The Misandrists (2017)

The Misandrists
Director: Bruce La Bruce
Writer: Bruce La Bruce
Cast: Kita Updike, Victoire Laly, Olivia Kundisch, Lina Bembe, Til Schindler, Susanne Sachße, Viva Ruiz, Kembra Pfahler, Caprice Crawford, Grete Gehrke
Part of: /slash Filmfestival
Seen on: 6.5.2017
[Review by cornholio.]

Isolde (Kita Updike) and Hilde (Olivia Kundisch) are part of a radical feminist group that is plotting ways to take over the world. But first, the two stumble over Volker (Til Schindler) who is obviously in trouble with the law. Hilde is hesitant about what to do: men are the enemy, but so is the police. Isolde convinces her to bring Volker back with them and hide them in the basement of the school building that serves as the home of their group. Hide him not only from the police, but also from their own leaders, the Sisters.

The Misandrists is an interesting attempt in second wave feminism that doesn’t work in many and definitely problematic ways but at least it’s always interesting to watch.

I enjoy the way Bruce La Bruce makes films. For one, there is an irreverence there that makes him break through things that are considered standards in filmmaking (like good acting, for example) to show that you can make interesting, engaging stuff even when you don’t adhere to those conventions. Or maybe precisely because of it. (Even though No Skin Off My Ass proves that point better.)

I also generally love the idea of a film about radical feminist activists out to bend the world to their will. Every film could do with Emma Goldman (and other feminist activists) poster walls. That being said, I would have vastly preferred if the film had tackled a more modern form of feminism than the pure, distilled second wave feminism we got here.

Data drawn from a collection:
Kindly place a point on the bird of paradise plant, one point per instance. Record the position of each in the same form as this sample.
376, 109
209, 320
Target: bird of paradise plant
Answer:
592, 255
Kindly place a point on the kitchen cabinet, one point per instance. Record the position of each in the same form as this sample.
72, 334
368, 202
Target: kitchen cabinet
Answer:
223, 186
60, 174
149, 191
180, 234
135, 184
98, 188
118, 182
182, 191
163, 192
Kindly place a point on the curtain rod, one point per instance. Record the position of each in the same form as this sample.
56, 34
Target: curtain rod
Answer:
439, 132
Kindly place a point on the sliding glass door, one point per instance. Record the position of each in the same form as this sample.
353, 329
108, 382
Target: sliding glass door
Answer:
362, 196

• Tasks for this exercise
1. From the film review, retype the text starting with "Isolde (Kita Updike)" and going on through "interesting to watch.".
2. Answer these questions using the film review:
(a) Who directed The Misandrists?
(b) In what part of the school building does Isolde convince Hilde to hide Volker?
(c) Which film does the reviewer say proves the point about ignoring filmmaking conventions better?

• Exercise answers
1.
Isolde (Kita Updike) and Hilde (Olivia Kundisch) are part of a radical feminist group that is plotting ways to take over the world. But first, the two stumble over Volker (Til Schindler) who is obviously in trouble with the law. Hilde is hesitant about what to do: men are the enemy, but so is the police. Isolde convinces her to bring Volker back with them and hide them in the basement of the school building that serves as the home of their group. Hide him not only from the police, but also from their own leaders, the Sisters.

The Misandrists is an interesting attempt in second wave feminism that doesn’t work in many and definitely problematic ways but at least it’s always interesting to watch.

2.
(a) Bruce La Bruce
(b) The basement
(c) No Skin Off My Ass